* [What the exercise asks]
Find each line in the material below that contains the string "wall" and copy those lines out. Treat uppercase and lowercase as different.

═══ Records ═══

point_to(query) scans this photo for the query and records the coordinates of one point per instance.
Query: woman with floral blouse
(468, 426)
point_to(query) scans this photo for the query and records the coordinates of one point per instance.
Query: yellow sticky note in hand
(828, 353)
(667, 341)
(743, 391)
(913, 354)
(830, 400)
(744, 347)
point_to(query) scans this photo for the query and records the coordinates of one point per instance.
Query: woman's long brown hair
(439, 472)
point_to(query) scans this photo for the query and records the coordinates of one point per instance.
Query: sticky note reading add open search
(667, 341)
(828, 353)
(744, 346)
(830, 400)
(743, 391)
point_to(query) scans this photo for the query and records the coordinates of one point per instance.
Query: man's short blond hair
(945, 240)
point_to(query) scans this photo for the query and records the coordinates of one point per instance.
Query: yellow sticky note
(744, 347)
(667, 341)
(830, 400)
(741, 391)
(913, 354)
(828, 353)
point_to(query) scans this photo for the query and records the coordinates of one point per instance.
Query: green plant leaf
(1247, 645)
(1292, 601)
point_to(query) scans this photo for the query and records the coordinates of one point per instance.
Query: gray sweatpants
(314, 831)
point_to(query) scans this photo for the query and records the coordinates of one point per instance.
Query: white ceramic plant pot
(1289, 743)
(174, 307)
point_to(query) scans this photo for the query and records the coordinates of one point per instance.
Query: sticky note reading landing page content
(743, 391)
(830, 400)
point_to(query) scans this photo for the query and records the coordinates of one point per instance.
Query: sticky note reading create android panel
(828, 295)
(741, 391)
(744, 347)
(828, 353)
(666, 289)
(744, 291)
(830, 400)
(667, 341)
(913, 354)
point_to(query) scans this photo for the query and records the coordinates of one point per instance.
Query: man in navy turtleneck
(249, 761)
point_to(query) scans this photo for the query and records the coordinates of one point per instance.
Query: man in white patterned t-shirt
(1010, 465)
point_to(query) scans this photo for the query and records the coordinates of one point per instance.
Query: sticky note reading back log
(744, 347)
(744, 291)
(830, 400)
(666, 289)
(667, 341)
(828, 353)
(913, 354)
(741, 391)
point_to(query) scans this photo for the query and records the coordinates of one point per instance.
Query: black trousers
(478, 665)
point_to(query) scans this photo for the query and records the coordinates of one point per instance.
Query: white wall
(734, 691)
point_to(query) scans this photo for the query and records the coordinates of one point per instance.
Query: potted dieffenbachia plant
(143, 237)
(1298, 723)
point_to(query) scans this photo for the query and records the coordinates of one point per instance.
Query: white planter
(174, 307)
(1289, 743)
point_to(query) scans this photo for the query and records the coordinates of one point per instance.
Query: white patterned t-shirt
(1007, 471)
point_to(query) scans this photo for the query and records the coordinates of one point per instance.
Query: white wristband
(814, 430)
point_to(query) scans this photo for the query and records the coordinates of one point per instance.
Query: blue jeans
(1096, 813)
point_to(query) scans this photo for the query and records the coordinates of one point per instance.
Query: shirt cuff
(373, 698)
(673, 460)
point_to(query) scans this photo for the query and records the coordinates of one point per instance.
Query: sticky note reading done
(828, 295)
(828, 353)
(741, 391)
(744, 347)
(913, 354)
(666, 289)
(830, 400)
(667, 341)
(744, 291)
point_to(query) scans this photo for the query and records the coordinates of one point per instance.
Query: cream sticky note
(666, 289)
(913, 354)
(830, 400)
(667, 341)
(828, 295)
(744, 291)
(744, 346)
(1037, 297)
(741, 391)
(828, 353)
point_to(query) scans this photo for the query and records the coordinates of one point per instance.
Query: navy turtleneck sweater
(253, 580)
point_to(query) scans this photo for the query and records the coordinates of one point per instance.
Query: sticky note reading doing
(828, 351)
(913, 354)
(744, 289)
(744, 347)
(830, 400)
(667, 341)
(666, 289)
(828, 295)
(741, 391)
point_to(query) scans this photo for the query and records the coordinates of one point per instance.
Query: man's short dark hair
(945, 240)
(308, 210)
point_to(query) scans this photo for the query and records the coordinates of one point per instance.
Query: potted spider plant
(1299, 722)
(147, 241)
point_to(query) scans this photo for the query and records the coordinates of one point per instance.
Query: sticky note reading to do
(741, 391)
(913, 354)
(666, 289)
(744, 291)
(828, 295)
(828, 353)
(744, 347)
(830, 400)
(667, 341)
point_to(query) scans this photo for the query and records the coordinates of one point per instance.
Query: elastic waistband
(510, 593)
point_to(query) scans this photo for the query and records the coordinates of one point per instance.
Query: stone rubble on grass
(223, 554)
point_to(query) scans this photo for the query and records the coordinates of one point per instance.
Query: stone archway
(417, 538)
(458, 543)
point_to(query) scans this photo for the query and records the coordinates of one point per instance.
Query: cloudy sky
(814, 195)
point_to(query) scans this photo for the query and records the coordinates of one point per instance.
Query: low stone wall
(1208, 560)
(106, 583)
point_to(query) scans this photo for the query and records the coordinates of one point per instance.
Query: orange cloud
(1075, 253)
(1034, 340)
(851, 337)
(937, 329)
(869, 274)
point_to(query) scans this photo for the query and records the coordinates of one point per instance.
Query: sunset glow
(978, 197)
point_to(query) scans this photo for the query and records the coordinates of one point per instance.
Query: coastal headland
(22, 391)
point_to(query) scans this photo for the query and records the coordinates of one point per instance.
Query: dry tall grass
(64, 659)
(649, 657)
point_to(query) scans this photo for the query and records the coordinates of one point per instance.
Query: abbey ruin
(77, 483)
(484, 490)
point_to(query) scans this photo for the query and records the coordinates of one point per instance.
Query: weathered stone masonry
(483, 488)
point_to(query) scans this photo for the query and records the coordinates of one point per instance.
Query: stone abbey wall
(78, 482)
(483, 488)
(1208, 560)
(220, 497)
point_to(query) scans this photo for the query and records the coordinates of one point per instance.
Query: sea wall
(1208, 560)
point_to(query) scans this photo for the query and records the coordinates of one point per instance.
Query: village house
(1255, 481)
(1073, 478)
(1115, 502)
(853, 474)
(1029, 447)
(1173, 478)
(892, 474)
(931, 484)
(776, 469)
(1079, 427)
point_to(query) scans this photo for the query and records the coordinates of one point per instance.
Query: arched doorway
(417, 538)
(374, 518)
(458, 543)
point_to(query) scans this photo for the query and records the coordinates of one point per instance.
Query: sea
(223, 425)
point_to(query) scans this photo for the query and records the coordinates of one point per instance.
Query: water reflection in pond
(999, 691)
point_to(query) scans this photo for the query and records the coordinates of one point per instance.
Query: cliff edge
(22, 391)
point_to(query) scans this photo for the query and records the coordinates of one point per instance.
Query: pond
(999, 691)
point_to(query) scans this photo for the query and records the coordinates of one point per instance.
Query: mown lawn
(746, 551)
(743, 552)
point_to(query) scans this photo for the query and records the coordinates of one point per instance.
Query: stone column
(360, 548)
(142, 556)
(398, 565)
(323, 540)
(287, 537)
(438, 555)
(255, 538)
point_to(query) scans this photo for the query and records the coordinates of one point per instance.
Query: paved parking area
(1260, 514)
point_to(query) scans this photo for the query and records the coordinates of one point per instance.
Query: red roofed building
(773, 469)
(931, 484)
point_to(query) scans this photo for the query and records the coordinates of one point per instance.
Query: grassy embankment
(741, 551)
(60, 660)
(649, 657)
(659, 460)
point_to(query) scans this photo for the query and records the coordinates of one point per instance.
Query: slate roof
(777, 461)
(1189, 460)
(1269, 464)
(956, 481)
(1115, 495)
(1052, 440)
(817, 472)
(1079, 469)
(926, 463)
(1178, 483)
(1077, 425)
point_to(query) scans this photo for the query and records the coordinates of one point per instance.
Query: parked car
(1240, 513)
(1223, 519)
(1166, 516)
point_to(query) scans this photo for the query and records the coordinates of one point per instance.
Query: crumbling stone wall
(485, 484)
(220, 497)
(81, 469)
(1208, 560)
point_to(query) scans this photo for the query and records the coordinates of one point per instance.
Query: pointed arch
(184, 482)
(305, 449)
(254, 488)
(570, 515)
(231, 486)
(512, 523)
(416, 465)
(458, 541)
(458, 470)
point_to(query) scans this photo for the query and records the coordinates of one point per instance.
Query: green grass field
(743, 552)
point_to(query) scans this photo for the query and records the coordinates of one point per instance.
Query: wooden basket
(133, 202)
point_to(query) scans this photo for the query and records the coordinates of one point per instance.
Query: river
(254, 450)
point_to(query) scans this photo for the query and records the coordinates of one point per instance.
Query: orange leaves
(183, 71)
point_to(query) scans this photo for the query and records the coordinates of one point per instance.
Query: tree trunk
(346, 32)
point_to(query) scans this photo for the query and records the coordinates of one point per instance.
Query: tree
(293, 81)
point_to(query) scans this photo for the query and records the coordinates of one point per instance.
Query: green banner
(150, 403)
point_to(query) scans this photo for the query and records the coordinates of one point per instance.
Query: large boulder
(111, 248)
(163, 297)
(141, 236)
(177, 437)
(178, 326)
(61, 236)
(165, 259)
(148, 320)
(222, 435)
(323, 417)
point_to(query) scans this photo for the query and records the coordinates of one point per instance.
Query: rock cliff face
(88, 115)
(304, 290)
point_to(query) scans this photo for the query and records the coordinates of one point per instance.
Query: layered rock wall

═══

* [Solution for this problem]
Query: white wall
Query: low stone wall
Query: stone abbey wall
Query: sea wall
Query: crumbling stone wall
Query: layered rock wall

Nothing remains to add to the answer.